Exercise requirements - Please transcribe the portion of the loan and sinking fund problem that begins with the words "Suppose you want" and ends with "of each month.".

Selected excerpt -
Suppose you want to buy an item whose current price is $1000. You consider the following two options.
• Finance the item now, i.e. take out a loan for $1000 and buy the item immediately. The loan company charges 9% interest, compounded monthly, and they offer you a one year loan with payments due at the end of each month.
• Create a sinking fund now and make monthly deposits (at the end of each month) for one year, then purchase the item one year from now, right when you make your twelfth deposit. Assume your bank offers 2% interest, compounded monthly.
*** On all questions below, be sure to show complete work, including the setup of a partial geometric sum if necessary. (Plug and chug into book formulas will receive little if any credit.) Do your work as if you do not have a calculator, except that you should convert final answers to amounts in dollars and cents.
(a) If you take out the loan, what is the total amount of money you pay back to the loan company? How much of it is interest?

Data rows -
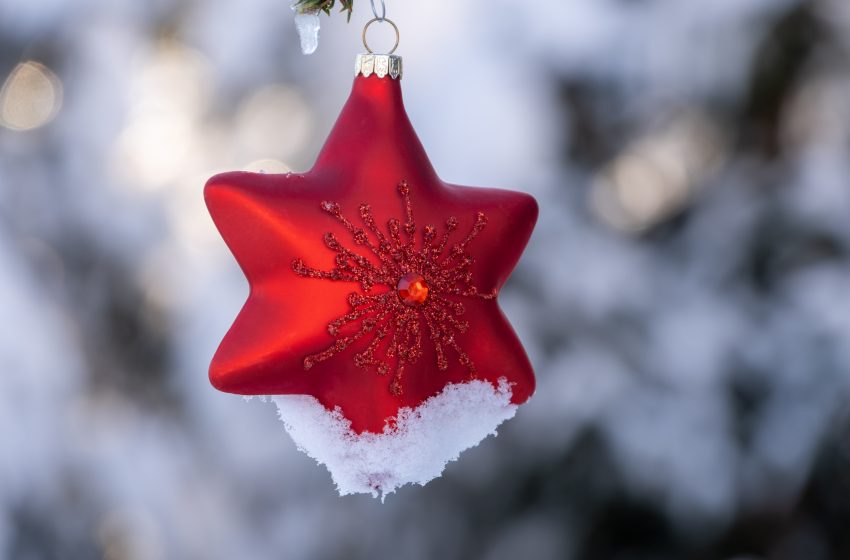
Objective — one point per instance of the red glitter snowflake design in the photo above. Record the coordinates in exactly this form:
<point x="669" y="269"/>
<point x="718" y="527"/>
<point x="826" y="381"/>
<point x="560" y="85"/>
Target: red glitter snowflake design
<point x="421" y="280"/>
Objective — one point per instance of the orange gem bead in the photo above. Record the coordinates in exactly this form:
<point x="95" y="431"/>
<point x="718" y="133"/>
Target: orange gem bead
<point x="412" y="289"/>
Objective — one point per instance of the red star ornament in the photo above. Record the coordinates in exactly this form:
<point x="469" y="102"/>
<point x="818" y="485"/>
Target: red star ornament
<point x="373" y="283"/>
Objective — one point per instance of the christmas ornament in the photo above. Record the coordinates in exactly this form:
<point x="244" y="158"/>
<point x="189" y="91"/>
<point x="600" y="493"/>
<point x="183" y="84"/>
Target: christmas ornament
<point x="372" y="316"/>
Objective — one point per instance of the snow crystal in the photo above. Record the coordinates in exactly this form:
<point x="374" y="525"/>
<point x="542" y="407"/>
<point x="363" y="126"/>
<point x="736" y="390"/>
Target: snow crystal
<point x="414" y="449"/>
<point x="307" y="24"/>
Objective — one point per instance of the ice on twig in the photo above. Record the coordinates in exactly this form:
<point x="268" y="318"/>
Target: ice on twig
<point x="307" y="24"/>
<point x="415" y="449"/>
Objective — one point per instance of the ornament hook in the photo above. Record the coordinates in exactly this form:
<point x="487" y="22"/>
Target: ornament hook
<point x="370" y="22"/>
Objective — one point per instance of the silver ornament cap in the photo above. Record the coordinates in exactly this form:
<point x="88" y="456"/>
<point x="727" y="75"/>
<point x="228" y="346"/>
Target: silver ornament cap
<point x="381" y="65"/>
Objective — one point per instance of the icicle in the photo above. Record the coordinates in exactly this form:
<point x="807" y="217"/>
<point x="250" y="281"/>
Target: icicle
<point x="307" y="24"/>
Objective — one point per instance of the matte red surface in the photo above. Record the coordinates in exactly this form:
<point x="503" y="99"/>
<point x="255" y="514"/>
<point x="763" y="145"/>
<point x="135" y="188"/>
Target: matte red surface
<point x="267" y="220"/>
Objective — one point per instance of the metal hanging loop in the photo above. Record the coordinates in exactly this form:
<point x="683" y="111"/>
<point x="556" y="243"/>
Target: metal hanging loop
<point x="383" y="15"/>
<point x="383" y="20"/>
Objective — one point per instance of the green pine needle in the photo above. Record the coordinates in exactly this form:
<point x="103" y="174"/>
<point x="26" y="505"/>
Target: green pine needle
<point x="305" y="6"/>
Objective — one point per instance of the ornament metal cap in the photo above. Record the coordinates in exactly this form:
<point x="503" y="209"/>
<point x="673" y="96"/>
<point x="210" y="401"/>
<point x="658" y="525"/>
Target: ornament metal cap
<point x="382" y="65"/>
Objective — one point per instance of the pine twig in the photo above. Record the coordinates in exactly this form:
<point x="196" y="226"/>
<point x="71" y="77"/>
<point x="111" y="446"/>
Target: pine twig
<point x="307" y="6"/>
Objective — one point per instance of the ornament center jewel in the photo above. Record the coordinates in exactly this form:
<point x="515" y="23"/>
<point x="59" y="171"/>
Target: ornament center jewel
<point x="393" y="320"/>
<point x="412" y="289"/>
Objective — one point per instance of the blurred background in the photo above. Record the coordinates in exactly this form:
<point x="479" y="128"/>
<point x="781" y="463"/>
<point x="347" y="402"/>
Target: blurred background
<point x="685" y="298"/>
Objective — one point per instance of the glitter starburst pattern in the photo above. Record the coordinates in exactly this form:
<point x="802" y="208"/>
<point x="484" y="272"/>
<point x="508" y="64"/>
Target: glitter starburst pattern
<point x="410" y="286"/>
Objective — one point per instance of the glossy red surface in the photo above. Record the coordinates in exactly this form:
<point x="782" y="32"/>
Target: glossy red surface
<point x="268" y="220"/>
<point x="412" y="289"/>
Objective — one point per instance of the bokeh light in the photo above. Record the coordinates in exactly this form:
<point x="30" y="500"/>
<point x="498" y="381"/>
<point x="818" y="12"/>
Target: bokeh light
<point x="30" y="98"/>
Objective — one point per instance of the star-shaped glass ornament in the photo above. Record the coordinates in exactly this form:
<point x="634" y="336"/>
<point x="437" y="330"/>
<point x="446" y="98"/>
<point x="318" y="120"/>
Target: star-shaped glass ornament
<point x="372" y="318"/>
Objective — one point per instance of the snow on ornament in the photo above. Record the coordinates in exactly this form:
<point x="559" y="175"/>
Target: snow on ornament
<point x="372" y="318"/>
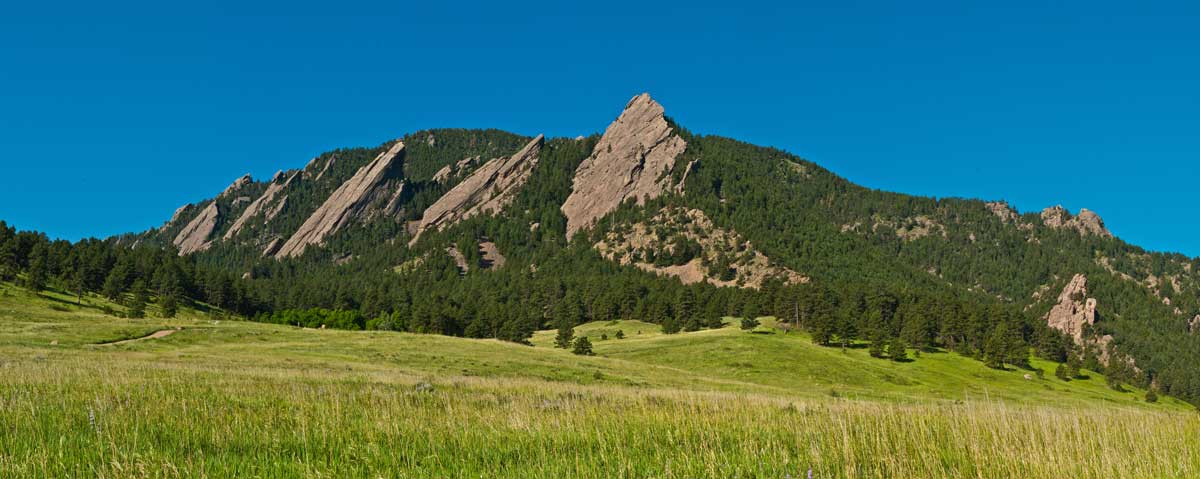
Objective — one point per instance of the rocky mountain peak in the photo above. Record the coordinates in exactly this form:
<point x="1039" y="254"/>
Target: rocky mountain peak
<point x="373" y="189"/>
<point x="628" y="162"/>
<point x="1086" y="223"/>
<point x="245" y="180"/>
<point x="1074" y="310"/>
<point x="486" y="191"/>
<point x="196" y="235"/>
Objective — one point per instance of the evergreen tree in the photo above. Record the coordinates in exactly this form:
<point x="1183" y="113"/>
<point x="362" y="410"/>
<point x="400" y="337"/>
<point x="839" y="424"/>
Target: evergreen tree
<point x="39" y="269"/>
<point x="897" y="349"/>
<point x="138" y="300"/>
<point x="565" y="334"/>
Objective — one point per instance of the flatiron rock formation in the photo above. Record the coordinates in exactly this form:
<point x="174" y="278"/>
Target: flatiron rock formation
<point x="486" y="191"/>
<point x="628" y="162"/>
<point x="263" y="203"/>
<point x="195" y="237"/>
<point x="355" y="199"/>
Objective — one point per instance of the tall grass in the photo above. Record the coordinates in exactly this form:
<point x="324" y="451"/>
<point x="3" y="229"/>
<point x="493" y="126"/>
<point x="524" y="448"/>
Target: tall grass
<point x="127" y="415"/>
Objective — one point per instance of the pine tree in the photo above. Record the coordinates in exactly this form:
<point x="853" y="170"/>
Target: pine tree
<point x="565" y="334"/>
<point x="897" y="349"/>
<point x="138" y="300"/>
<point x="1061" y="372"/>
<point x="39" y="269"/>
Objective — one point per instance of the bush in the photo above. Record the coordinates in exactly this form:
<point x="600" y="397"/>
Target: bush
<point x="582" y="346"/>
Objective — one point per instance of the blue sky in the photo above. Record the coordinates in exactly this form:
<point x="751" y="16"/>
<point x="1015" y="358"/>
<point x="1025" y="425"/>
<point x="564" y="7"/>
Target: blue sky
<point x="113" y="115"/>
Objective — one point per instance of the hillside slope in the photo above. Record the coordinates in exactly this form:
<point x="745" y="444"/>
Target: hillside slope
<point x="225" y="397"/>
<point x="844" y="262"/>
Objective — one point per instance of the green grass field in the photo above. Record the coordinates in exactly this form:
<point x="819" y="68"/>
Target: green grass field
<point x="222" y="397"/>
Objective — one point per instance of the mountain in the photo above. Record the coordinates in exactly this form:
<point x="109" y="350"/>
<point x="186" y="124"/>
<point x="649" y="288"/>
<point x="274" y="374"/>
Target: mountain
<point x="485" y="233"/>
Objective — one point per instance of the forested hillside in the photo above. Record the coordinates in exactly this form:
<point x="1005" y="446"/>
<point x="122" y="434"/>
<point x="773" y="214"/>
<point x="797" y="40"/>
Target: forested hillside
<point x="669" y="227"/>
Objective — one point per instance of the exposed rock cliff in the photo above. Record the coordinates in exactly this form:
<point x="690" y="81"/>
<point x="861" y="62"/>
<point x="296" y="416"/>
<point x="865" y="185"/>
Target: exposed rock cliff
<point x="1086" y="223"/>
<point x="1003" y="211"/>
<point x="263" y="203"/>
<point x="175" y="217"/>
<point x="486" y="191"/>
<point x="1074" y="310"/>
<point x="358" y="198"/>
<point x="629" y="161"/>
<point x="245" y="180"/>
<point x="195" y="237"/>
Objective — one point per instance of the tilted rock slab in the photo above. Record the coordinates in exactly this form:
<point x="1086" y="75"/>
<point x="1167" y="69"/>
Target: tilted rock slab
<point x="261" y="204"/>
<point x="352" y="201"/>
<point x="1086" y="223"/>
<point x="195" y="237"/>
<point x="486" y="191"/>
<point x="628" y="162"/>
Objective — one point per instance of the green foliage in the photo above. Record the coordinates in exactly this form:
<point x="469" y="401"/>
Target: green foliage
<point x="582" y="346"/>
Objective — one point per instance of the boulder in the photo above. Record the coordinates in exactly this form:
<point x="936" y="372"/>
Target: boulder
<point x="358" y="198"/>
<point x="629" y="161"/>
<point x="486" y="191"/>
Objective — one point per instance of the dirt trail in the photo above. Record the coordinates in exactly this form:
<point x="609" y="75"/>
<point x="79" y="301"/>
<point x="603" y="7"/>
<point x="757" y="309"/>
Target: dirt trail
<point x="154" y="335"/>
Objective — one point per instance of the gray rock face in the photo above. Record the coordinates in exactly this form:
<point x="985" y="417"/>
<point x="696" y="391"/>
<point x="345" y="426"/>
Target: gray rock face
<point x="267" y="201"/>
<point x="358" y="198"/>
<point x="237" y="185"/>
<point x="175" y="217"/>
<point x="1074" y="310"/>
<point x="1086" y="223"/>
<point x="195" y="237"/>
<point x="486" y="191"/>
<point x="628" y="162"/>
<point x="1003" y="211"/>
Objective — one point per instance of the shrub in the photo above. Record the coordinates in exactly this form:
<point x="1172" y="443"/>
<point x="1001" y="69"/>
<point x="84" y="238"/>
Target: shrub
<point x="582" y="346"/>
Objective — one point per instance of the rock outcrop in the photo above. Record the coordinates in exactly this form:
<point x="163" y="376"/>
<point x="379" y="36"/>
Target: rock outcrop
<point x="629" y="161"/>
<point x="1003" y="211"/>
<point x="245" y="180"/>
<point x="259" y="205"/>
<point x="453" y="171"/>
<point x="1074" y="310"/>
<point x="175" y="217"/>
<point x="486" y="191"/>
<point x="358" y="198"/>
<point x="1086" y="223"/>
<point x="195" y="237"/>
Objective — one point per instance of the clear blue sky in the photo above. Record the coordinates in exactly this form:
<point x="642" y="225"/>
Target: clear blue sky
<point x="111" y="117"/>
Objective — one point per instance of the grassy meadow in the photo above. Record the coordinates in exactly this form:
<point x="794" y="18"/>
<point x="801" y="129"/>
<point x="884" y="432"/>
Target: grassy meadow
<point x="223" y="397"/>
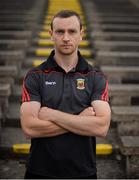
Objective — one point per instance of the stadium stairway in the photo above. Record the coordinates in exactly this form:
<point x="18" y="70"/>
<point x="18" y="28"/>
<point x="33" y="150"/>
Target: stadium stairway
<point x="114" y="27"/>
<point x="111" y="42"/>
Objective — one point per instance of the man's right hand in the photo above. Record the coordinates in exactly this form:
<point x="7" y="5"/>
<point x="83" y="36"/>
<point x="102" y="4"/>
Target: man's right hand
<point x="88" y="112"/>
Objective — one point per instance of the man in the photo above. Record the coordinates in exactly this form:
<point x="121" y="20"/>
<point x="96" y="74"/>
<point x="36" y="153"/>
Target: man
<point x="64" y="107"/>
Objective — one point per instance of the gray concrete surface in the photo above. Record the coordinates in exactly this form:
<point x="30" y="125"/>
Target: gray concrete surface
<point x="107" y="169"/>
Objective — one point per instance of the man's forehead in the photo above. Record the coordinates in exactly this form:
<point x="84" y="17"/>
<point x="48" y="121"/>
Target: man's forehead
<point x="69" y="22"/>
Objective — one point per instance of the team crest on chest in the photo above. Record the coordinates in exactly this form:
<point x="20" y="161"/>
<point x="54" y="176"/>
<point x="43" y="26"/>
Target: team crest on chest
<point x="80" y="83"/>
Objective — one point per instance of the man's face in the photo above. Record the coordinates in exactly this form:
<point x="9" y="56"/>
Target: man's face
<point x="66" y="35"/>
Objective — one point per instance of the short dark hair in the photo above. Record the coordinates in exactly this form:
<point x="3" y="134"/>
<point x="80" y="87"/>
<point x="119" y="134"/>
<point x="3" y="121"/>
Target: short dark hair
<point x="66" y="14"/>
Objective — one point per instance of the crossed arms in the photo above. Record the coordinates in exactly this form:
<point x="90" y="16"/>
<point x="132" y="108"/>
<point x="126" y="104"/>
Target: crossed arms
<point x="47" y="122"/>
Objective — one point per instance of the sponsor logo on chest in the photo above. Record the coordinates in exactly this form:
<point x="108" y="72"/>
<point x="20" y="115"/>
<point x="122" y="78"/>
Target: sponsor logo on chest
<point x="50" y="83"/>
<point x="80" y="83"/>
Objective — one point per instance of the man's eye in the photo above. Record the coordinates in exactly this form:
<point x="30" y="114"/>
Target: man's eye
<point x="72" y="32"/>
<point x="60" y="32"/>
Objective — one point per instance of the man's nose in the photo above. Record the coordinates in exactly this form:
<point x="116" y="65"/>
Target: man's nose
<point x="66" y="37"/>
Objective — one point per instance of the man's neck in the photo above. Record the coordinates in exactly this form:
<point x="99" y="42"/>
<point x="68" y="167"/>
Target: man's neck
<point x="66" y="62"/>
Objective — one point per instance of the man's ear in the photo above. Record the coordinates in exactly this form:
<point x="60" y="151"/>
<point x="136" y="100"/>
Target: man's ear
<point x="51" y="33"/>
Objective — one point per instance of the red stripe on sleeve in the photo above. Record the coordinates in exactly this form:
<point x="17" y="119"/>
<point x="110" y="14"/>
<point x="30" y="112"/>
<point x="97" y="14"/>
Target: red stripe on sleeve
<point x="25" y="95"/>
<point x="104" y="96"/>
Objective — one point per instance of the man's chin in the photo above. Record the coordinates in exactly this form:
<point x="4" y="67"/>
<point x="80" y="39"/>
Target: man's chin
<point x="67" y="52"/>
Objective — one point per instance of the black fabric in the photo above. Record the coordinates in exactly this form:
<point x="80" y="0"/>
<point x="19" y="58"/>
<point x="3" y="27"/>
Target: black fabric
<point x="68" y="155"/>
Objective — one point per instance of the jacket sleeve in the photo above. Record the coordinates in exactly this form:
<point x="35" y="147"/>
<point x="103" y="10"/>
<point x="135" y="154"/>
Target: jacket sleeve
<point x="100" y="88"/>
<point x="31" y="88"/>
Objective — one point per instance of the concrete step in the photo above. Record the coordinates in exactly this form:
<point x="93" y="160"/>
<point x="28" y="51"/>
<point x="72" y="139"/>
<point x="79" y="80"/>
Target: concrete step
<point x="17" y="27"/>
<point x="117" y="58"/>
<point x="125" y="113"/>
<point x="16" y="34"/>
<point x="12" y="57"/>
<point x="130" y="149"/>
<point x="127" y="118"/>
<point x="14" y="44"/>
<point x="8" y="73"/>
<point x="115" y="36"/>
<point x="45" y="52"/>
<point x="115" y="20"/>
<point x="111" y="45"/>
<point x="115" y="28"/>
<point x="124" y="94"/>
<point x="121" y="74"/>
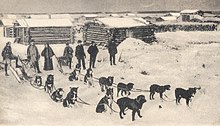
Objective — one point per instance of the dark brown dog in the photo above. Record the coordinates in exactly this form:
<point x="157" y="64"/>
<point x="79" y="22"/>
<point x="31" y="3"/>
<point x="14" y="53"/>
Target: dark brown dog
<point x="49" y="84"/>
<point x="186" y="94"/>
<point x="134" y="104"/>
<point x="159" y="89"/>
<point x="71" y="97"/>
<point x="105" y="82"/>
<point x="126" y="88"/>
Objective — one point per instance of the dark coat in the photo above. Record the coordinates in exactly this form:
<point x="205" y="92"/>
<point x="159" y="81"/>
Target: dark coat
<point x="7" y="53"/>
<point x="93" y="50"/>
<point x="79" y="53"/>
<point x="112" y="48"/>
<point x="68" y="52"/>
<point x="47" y="53"/>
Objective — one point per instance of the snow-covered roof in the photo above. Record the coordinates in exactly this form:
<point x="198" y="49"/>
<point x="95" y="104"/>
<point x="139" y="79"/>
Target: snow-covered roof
<point x="175" y="14"/>
<point x="169" y="18"/>
<point x="48" y="22"/>
<point x="189" y="11"/>
<point x="114" y="15"/>
<point x="22" y="22"/>
<point x="198" y="17"/>
<point x="212" y="19"/>
<point x="61" y="16"/>
<point x="122" y="22"/>
<point x="90" y="15"/>
<point x="8" y="22"/>
<point x="39" y="16"/>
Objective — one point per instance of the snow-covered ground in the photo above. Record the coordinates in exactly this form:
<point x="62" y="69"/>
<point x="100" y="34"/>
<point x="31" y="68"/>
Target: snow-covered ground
<point x="174" y="60"/>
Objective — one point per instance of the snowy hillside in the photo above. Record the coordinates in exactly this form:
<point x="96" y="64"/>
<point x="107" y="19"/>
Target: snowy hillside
<point x="176" y="60"/>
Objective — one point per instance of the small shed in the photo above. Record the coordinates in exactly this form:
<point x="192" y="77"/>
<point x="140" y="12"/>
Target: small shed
<point x="103" y="29"/>
<point x="43" y="30"/>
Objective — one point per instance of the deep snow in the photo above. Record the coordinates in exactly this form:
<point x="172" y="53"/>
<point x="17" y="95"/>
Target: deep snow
<point x="172" y="61"/>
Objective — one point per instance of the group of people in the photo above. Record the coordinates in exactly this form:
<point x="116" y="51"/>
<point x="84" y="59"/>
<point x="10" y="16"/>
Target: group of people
<point x="33" y="55"/>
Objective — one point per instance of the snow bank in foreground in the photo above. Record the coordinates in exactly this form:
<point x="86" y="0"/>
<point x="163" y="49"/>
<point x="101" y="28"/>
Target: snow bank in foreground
<point x="131" y="44"/>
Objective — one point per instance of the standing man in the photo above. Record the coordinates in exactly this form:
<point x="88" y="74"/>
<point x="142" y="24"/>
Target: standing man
<point x="8" y="56"/>
<point x="93" y="51"/>
<point x="48" y="53"/>
<point x="68" y="53"/>
<point x="80" y="54"/>
<point x="112" y="50"/>
<point x="33" y="55"/>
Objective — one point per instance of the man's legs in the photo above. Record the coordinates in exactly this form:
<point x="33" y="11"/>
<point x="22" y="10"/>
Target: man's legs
<point x="90" y="61"/>
<point x="113" y="59"/>
<point x="94" y="58"/>
<point x="37" y="66"/>
<point x="110" y="59"/>
<point x="83" y="63"/>
<point x="6" y="69"/>
<point x="70" y="62"/>
<point x="79" y="61"/>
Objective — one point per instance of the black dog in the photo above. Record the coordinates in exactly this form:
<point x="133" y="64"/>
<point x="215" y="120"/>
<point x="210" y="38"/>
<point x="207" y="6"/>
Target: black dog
<point x="71" y="97"/>
<point x="186" y="94"/>
<point x="101" y="105"/>
<point x="106" y="100"/>
<point x="134" y="104"/>
<point x="105" y="82"/>
<point x="57" y="95"/>
<point x="159" y="89"/>
<point x="88" y="77"/>
<point x="126" y="88"/>
<point x="49" y="84"/>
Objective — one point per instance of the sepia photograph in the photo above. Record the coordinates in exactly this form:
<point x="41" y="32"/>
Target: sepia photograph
<point x="110" y="62"/>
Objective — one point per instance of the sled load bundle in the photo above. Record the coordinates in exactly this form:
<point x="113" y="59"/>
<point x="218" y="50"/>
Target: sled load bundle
<point x="103" y="29"/>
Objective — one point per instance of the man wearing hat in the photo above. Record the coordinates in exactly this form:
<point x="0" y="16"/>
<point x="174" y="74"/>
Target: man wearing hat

Finished task -
Suppose you want to buy an item whose current price is $1000. You consider the following two options.
• Finance the item now, i.e. take out a loan for $1000 and buy the item immediately. The loan company charges 9% interest, compounded monthly, and they offer you a one year loan with payments due at the end of each month.